• Passage shown
┌────────

Seafood safety expert dispels fears over mercury content in tuna
A Hawaii-based seafood safety specialist has stated that mercury concentrations typically found in tuna are not as harmful to the human body as previously thought.
In a guest article recently submitted to the Western Pacific Regional Fishery Management Council, Dr J. John Kaneko explained that fears about mercury content in tuna still exist mainly due to the media repeating "the same alarmist story about the dangers of mercury in fish" each year.
"The story goes that the mercury in tuna is from human activities that cause mercury pollution, primarily coal and gold mining, coal burning, industry and waste processing," said Dr Kaneko. "This ignores the fact that the source of mercury in ocean fish is from industrial and natural pollution.
"The ocean has always been a natural sink for mercury that was and continues to be released from volcanic activity."
Dr Kaneko remarked that the "story" people have come to believe is that mercury is a neurotoxin and that eating fish with mercury concentrations typically found in commercially available tuna is harmful, especially to developing fetuses and young children.
However, the BBC reported a recent study found that mercury concentrations in tuna had not changed between 1971 and 2022, which Dr Kaneko said "should be good news."
"In 1998, I collected the sample set of Hawai‘i yellowfin tuna that was analysed for mercury concentration to compare with the sample set collected in 1971. No change in mercury levels had occurred over that 27-year period, while mercury pollution increased.

└────────

• Task list
(1) Answer these questions from the article on mercury in tuna:
(a) To which body did Dr Kaneko submit his guest article?
(b) What natural activity does he name as a continuing source of mercury released into the ocean?
(c) In what year did he collect the sample set of Hawai‘i yellowfin tuna?
(2) Retype the part of the article on mercury in tuna starting at "Seafood safety expert" and ending at "as previously thought.".
The rows have nothing to do with the article on mercury in tuna.

• Source data
┌────────

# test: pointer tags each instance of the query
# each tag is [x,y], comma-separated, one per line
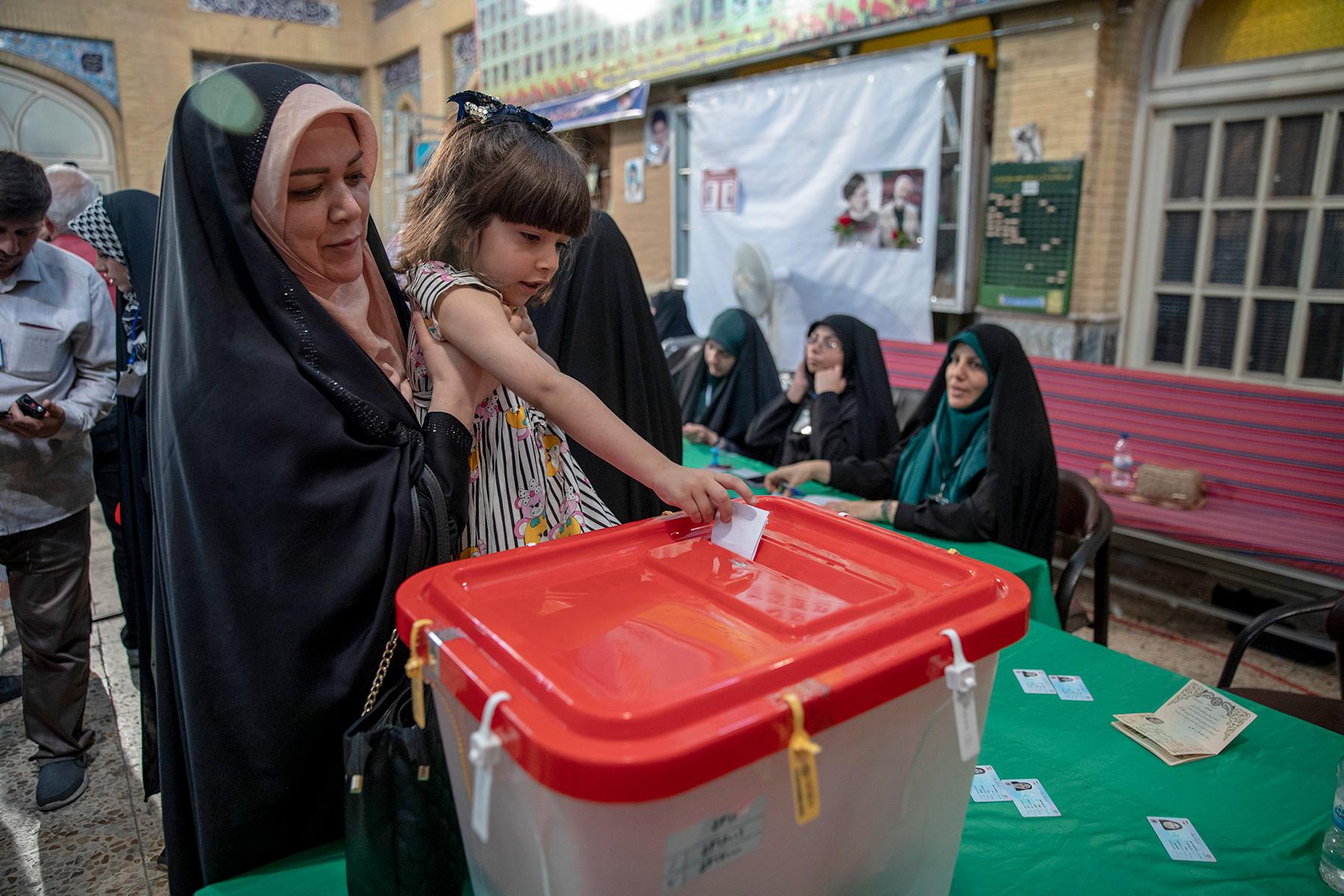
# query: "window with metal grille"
[1242,262]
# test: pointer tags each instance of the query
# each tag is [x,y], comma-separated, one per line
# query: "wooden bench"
[1273,462]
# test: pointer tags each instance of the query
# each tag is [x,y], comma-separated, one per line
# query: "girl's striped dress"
[524,484]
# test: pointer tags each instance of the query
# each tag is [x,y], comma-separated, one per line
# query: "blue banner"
[617,104]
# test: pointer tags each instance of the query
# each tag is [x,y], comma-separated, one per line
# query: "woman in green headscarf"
[976,461]
[724,388]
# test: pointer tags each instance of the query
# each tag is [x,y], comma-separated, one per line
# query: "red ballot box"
[640,711]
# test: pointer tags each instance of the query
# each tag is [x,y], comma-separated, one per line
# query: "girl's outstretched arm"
[480,328]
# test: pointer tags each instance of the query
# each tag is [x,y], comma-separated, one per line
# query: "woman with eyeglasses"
[976,462]
[724,388]
[839,405]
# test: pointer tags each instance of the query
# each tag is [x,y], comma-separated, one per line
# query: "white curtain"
[796,139]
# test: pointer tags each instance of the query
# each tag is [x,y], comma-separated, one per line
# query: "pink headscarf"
[363,307]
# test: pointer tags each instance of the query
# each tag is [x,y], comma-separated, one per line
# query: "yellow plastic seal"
[803,768]
[416,672]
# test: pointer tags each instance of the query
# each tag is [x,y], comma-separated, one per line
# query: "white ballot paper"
[744,534]
[1196,723]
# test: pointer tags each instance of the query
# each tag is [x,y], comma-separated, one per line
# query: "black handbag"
[402,837]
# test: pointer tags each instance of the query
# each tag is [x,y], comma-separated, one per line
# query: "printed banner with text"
[819,195]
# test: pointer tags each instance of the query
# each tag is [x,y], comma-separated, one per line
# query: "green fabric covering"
[944,457]
[729,331]
[1261,806]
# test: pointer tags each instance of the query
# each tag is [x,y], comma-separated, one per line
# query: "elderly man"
[57,332]
[900,220]
[72,193]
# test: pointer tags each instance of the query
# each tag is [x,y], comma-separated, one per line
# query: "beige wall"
[647,226]
[1080,85]
[155,42]
[425,27]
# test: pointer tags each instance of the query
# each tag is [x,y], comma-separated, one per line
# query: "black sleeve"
[873,480]
[448,445]
[769,429]
[969,520]
[835,426]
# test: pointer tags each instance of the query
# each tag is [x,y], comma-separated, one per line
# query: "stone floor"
[107,841]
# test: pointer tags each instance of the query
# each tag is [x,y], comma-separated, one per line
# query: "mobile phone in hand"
[31,408]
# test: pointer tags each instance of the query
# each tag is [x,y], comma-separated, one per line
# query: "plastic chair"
[1082,516]
[1325,712]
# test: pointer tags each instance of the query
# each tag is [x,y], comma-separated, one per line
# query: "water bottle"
[1332,849]
[1122,474]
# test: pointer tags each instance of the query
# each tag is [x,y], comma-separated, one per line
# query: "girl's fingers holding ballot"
[703,494]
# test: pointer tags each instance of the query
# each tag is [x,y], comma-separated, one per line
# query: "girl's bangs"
[549,193]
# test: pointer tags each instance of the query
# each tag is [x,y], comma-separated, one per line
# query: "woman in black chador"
[289,467]
[598,329]
[839,405]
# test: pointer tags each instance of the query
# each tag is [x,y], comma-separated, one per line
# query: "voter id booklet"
[1034,680]
[1031,798]
[1180,839]
[986,786]
[1070,688]
[1195,723]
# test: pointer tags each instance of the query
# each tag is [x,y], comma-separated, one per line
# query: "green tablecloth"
[1030,568]
[1261,806]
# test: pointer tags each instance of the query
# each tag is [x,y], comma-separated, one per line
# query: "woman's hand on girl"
[698,435]
[794,474]
[460,385]
[831,381]
[702,494]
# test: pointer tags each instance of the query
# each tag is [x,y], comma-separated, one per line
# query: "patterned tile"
[307,13]
[94,62]
[464,58]
[401,77]
[344,84]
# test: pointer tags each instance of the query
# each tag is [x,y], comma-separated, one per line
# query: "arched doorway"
[52,124]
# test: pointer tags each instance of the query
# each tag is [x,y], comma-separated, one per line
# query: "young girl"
[484,235]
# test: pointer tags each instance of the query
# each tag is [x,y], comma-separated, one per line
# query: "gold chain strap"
[382,672]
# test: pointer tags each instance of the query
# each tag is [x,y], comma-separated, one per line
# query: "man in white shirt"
[57,331]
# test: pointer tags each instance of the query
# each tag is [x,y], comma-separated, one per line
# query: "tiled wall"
[94,62]
[305,13]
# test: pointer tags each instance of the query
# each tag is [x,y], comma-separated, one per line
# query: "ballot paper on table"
[1196,723]
[744,534]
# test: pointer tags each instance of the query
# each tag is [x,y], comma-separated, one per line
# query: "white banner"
[833,172]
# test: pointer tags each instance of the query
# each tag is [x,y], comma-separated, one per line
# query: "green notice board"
[1031,225]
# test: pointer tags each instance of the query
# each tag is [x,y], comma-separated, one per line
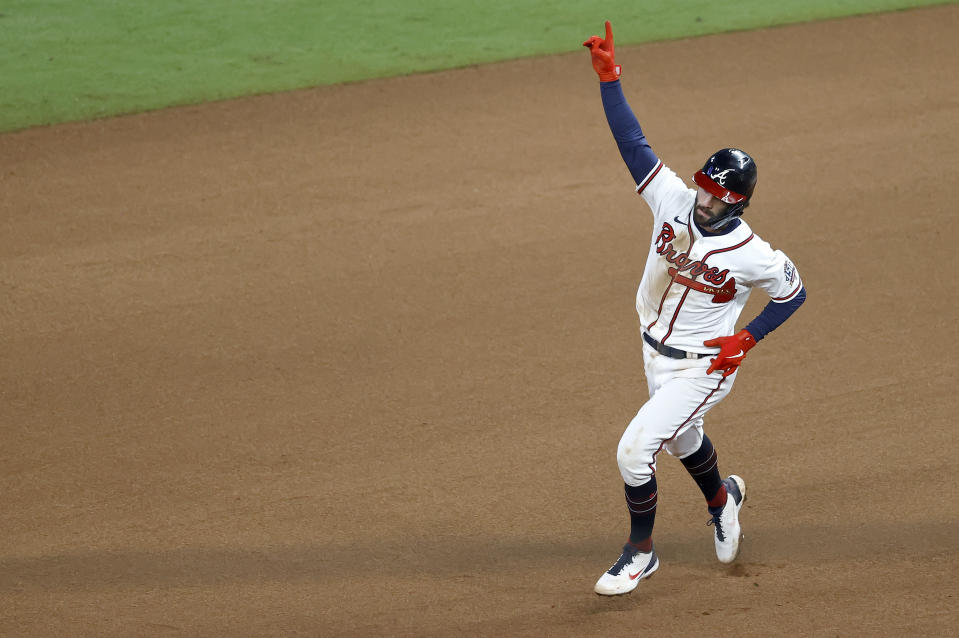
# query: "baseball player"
[703,261]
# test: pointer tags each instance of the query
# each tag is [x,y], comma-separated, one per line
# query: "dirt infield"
[354,361]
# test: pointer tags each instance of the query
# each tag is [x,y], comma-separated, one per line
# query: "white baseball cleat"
[725,520]
[632,567]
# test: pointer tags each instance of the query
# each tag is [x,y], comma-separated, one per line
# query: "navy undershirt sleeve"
[774,314]
[634,148]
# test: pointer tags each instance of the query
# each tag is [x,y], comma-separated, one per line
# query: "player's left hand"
[604,55]
[732,351]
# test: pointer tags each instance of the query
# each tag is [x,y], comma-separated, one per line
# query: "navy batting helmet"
[730,175]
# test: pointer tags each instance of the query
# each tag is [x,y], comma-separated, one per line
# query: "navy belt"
[669,351]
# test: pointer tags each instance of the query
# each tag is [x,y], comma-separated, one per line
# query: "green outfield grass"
[67,60]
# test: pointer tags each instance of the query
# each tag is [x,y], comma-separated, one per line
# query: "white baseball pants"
[680,394]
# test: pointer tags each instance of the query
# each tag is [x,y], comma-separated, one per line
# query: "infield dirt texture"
[354,361]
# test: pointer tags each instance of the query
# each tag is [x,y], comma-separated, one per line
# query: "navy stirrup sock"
[703,466]
[641,502]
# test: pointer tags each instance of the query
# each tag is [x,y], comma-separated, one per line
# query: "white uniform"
[693,289]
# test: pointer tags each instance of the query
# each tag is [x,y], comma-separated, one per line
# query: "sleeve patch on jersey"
[641,187]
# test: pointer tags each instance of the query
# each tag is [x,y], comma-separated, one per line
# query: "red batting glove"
[732,351]
[604,55]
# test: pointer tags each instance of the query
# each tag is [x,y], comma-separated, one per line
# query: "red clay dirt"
[354,361]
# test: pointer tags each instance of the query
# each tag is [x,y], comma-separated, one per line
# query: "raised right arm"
[633,147]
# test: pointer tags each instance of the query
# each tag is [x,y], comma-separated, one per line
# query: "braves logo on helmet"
[720,177]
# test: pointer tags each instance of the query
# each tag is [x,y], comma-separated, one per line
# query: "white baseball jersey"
[695,286]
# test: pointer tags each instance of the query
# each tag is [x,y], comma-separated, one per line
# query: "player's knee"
[635,464]
[686,443]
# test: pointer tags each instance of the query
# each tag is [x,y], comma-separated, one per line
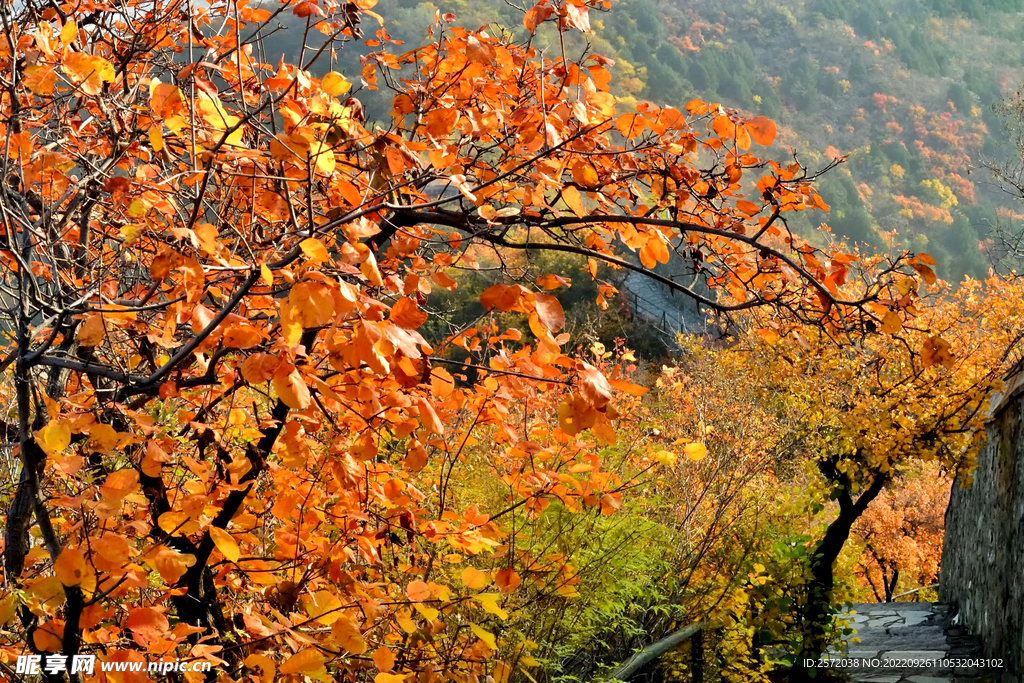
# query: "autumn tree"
[871,409]
[231,441]
[901,534]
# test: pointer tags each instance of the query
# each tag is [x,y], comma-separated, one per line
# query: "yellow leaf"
[485,636]
[40,79]
[572,200]
[323,156]
[666,458]
[489,603]
[54,437]
[225,544]
[69,33]
[475,580]
[335,84]
[291,387]
[324,606]
[307,662]
[311,304]
[71,567]
[371,271]
[503,671]
[695,452]
[428,612]
[891,323]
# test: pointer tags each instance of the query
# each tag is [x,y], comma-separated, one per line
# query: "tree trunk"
[816,613]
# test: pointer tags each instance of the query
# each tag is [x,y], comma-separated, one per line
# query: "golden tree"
[233,443]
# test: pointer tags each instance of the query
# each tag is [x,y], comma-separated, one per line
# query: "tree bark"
[654,650]
[816,613]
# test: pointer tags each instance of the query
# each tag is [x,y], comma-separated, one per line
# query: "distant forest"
[912,91]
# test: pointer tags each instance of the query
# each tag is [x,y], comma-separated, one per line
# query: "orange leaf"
[225,543]
[314,250]
[311,304]
[891,323]
[384,658]
[750,208]
[259,368]
[404,313]
[418,591]
[307,662]
[474,579]
[147,623]
[585,175]
[507,580]
[291,387]
[550,311]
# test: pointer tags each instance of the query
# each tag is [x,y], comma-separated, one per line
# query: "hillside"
[910,90]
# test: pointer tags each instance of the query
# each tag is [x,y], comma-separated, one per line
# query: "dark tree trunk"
[816,613]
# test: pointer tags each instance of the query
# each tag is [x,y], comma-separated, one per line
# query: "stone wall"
[983,553]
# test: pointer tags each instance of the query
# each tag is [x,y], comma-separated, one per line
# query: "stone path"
[918,640]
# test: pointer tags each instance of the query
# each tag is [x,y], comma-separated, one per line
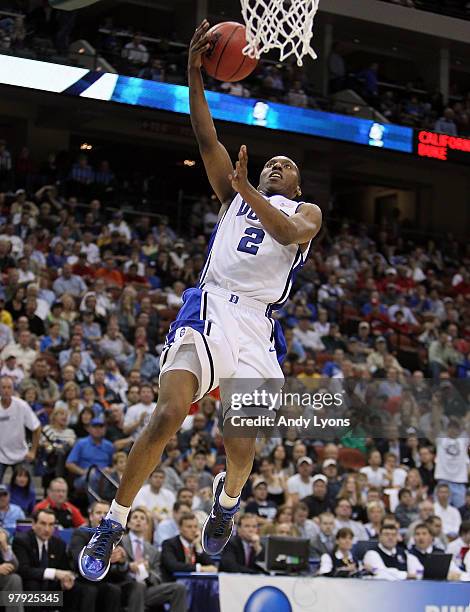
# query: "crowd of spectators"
[86,298]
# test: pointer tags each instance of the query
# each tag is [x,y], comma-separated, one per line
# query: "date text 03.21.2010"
[32,598]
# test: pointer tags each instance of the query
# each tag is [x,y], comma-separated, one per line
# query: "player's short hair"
[422,526]
[187,516]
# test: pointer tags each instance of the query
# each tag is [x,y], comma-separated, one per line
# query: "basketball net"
[286,25]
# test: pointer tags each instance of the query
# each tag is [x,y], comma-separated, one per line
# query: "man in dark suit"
[243,550]
[184,553]
[42,560]
[324,542]
[9,579]
[423,543]
[149,590]
[106,594]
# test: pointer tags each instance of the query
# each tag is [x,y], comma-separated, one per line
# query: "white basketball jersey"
[243,258]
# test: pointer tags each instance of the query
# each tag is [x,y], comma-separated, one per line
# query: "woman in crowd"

└────────

• Task-by-task results
(1)
(a) The Western Pacific Regional Fishery Management Council
(b) Volcanic activity
(c) 1998

(2)
Seafood safety expert dispels fears over mercury content in tuna
A Hawaii-based seafood safety specialist has stated that mercury concentrations typically found in tuna are not as harmful to the human body as previously thought.